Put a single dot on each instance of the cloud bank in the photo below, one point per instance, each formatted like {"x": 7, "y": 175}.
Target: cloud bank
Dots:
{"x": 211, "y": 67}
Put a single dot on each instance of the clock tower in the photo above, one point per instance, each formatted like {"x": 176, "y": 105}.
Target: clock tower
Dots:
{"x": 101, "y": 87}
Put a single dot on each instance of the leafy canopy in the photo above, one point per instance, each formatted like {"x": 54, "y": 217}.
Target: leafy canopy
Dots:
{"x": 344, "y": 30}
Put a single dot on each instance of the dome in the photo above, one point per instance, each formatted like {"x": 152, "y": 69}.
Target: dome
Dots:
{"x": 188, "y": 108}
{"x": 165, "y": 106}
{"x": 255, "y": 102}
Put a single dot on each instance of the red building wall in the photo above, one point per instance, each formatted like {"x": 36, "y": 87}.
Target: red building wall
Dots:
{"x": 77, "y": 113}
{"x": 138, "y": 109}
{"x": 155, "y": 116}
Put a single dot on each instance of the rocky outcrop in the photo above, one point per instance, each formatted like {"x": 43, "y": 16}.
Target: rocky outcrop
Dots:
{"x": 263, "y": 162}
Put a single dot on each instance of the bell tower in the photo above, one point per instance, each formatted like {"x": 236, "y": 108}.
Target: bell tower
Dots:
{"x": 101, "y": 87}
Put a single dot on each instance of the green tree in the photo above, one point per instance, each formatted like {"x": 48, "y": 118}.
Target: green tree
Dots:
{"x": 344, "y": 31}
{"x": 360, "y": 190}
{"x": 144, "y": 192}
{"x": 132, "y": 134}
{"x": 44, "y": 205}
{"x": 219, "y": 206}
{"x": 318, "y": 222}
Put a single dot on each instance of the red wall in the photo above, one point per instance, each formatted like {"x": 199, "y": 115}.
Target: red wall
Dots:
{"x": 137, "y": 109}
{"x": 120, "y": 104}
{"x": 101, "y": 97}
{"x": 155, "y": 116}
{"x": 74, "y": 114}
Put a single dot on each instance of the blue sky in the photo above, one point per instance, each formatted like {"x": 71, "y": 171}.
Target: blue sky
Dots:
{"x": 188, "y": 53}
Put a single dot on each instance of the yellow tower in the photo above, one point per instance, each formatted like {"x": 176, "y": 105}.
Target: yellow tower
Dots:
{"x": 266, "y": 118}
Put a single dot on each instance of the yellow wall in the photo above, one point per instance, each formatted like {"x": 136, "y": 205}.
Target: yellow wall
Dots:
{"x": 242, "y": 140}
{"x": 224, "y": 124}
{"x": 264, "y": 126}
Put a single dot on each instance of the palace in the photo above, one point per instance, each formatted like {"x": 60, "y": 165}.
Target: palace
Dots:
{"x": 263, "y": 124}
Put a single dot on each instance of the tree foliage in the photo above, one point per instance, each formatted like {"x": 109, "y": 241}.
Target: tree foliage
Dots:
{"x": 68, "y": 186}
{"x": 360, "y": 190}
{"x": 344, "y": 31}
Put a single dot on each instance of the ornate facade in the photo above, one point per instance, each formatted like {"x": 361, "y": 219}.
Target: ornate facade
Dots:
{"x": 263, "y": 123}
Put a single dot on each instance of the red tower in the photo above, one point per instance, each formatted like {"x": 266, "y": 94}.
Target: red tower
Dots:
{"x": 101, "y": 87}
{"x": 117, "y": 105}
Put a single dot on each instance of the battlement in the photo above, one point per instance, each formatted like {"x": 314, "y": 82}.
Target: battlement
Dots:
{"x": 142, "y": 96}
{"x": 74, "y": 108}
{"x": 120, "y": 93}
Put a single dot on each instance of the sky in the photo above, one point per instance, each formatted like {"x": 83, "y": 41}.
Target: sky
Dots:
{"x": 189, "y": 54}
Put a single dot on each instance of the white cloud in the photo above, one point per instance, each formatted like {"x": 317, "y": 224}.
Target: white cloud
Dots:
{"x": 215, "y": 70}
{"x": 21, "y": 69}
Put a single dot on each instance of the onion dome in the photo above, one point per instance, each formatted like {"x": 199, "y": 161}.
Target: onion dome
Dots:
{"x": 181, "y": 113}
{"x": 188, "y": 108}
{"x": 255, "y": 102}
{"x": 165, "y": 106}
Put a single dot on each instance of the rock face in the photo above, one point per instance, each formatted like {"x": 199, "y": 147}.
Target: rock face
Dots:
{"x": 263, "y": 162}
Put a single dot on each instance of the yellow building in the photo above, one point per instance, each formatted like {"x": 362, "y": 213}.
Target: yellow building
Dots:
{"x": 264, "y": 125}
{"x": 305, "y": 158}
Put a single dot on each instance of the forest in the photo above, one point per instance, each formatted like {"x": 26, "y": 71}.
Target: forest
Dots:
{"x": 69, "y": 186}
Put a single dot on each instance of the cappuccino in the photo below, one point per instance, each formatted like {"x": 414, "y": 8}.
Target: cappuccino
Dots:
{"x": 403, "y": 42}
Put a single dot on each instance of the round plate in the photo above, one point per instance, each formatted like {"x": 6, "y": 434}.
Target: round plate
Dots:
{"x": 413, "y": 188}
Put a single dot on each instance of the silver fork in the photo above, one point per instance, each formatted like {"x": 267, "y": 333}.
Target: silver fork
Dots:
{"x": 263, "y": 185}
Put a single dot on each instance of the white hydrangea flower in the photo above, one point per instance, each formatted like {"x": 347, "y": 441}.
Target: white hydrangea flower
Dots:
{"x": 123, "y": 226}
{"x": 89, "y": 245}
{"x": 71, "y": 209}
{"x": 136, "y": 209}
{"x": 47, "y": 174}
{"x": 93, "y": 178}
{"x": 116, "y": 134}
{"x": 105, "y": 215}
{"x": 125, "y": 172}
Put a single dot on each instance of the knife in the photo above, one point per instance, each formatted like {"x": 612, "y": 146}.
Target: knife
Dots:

* [Task to complete] From the entries above, copy each line that holds "rocky".

* [Result for this exercise]
Put a single dot on each instance of the rocky outcrop in the photo above, one point per instance, each formatted like {"x": 43, "y": 16}.
Target: rocky outcrop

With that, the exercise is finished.